## Your objective
Going through the data below, please show each line containing the string "fronds".

==== Data extract ====

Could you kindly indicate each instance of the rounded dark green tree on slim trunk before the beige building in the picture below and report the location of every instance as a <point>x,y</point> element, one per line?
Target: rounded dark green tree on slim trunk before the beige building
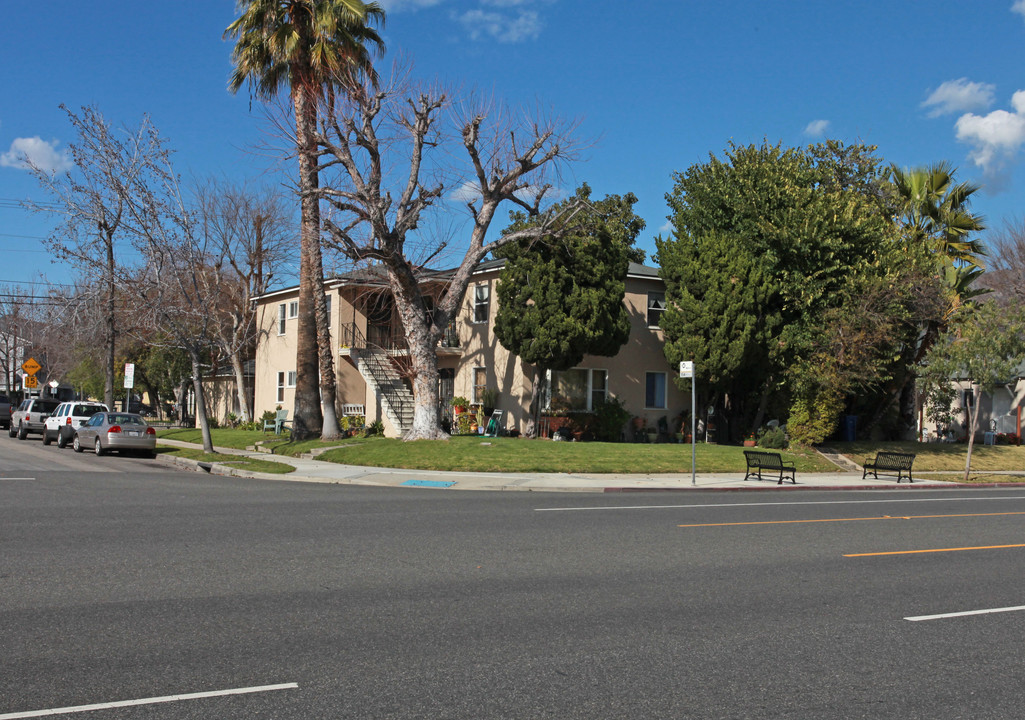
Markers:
<point>562,298</point>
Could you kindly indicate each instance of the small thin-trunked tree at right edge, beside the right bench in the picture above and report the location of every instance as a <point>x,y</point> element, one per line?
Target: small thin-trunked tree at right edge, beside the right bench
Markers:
<point>985,346</point>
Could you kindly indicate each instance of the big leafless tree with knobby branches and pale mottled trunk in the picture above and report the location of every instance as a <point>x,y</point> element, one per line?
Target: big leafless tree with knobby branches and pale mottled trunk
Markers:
<point>386,157</point>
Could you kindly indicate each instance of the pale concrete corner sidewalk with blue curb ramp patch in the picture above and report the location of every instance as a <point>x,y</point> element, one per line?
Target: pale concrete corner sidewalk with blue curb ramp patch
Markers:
<point>318,471</point>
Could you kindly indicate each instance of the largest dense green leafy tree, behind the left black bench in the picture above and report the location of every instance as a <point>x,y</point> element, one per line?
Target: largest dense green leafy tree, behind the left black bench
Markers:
<point>766,243</point>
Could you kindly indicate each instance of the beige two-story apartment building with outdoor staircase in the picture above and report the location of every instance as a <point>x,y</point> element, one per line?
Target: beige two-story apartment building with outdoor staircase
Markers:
<point>372,354</point>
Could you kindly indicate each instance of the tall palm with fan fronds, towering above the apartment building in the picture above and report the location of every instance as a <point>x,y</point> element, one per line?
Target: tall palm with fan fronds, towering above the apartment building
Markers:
<point>309,46</point>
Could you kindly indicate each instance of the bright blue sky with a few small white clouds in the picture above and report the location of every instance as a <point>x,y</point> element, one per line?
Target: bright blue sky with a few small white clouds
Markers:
<point>657,87</point>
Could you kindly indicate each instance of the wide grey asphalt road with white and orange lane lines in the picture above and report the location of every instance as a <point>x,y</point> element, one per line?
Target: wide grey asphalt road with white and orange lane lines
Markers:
<point>122,581</point>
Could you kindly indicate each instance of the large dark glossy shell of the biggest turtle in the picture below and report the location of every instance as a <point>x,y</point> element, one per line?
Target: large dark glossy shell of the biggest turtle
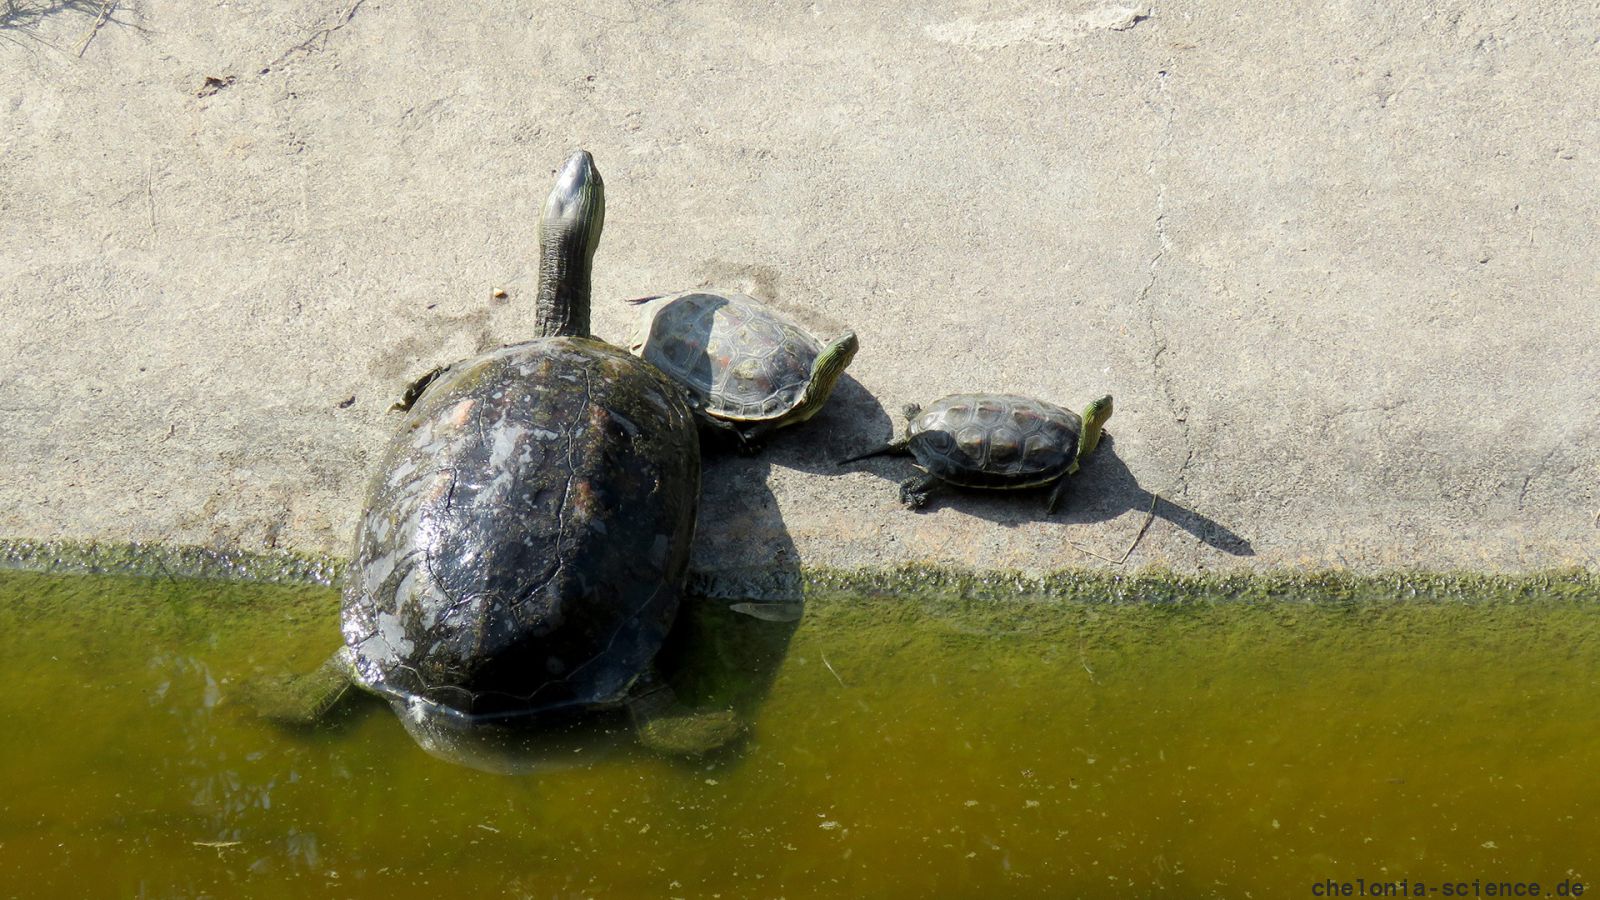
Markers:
<point>526,540</point>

====

## Response below
Could you kindly indicate each instance of the tall palm with fan fronds, towering above the apartment building in the picture above and report the location of every instance as a <point>x,y</point> element, one per line?
Target: tall palm with fan fronds, towering above the apartment building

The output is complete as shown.